*Given passage:*
-----

An integral part of such projects is the preparation of aftercare programmes.

In 1993 Alfred McAlpine (Slate Products) Ltd., the owners of the Penrhyn Quarry requested an environmental assessment from Cynefin Environmental Consultants Ltd with regards permission to extend the quarry by opening up some40 hectares of land on the southwestern fringes of the existing quarry to obtain fresh sources of new material. This area was just outside the northern boundary of the Snowdonia National Park and about one half of it was within the northern boundary of the Glydeiriau Site of Special Scientific interest. The countryside on all sides of the of the proposed extension , except that which adjoined the existing quarry was typical Snowdonia heathland and bog, with very low agricultural value and was used for sheep grazing.

The proposed development would affect the vegetation and wildlife in the area to be quarried. However, these plant communities and habitats were typical of the wet acid soils in an upland area of northwest wales and well replicated in that part of Snowdonia. The mitigation measures that were proposed would ensure that the peat bog at Gwaun Gynfi, below the site would not be affected. Also, the wider mitiation programme would recreate existing habitats as well as establishing new ecological systems to increase the natural variation occuring in the area. The restoration schemes proposed were water based and included a lake surrounded by moraines containing a variety of plant communities and wildlife habitats.

-----

*Tasks for this exercise:*
1 - List the four named sites in the Penrhyn Quarry passage: the quarry, the national park, the protected scientific site and the peat bog.
2 - Answer these questions from the passage on the Penrhyn Quarry extension:
(a) In what year was the environmental assessment requested?
(b) About how much land would the extension open up?
(c) What did the proposed restoration schemes include?
3 - Carry on the passage about the Penrhyn Quarry extension from its last sentence.

*Recorded data:*
-----

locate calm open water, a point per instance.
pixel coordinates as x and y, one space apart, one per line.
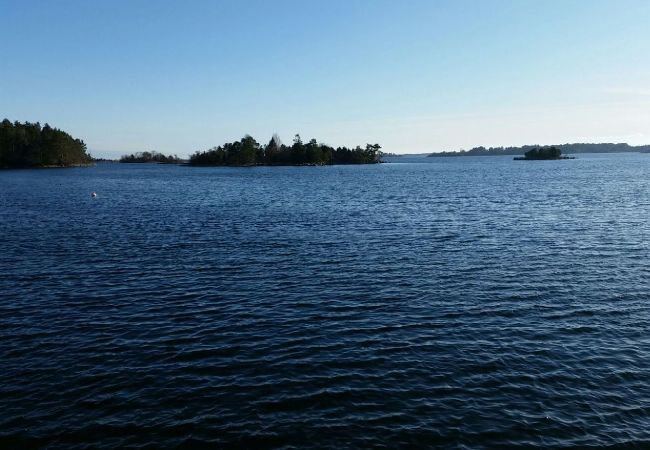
478 302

-----

*Exercise answers:*
1 -
Penrhyn Quarry
Snowdonia National Park
Glydeiriau Site of Special Scientific interest
Gwaun Gynfi

2 -
(a) 1993
(b) Some 40 hectares
(c) A lake surrounded by moraines containing a variety of plant communities and wildlife habitats

3 -
The landscaping measures were required for the following reasons:

  • to reduce the visual impact of the quarry and tips;
  • to replace or enhance ecological conditions affected in the area;
  • to provide opportunities;
  • to develop techniques of using natural processes;
  • to reclaim slate wastelands;
  • to offer, in the Bethesda area, landscape with enhanced ecological and aesthetic qualities;and ·
  • to provide landforms that will make contributions to the leisure, recreational and educational facilities of the community.

Similar projects have been and are being undertaken at many quarrying sites in the area.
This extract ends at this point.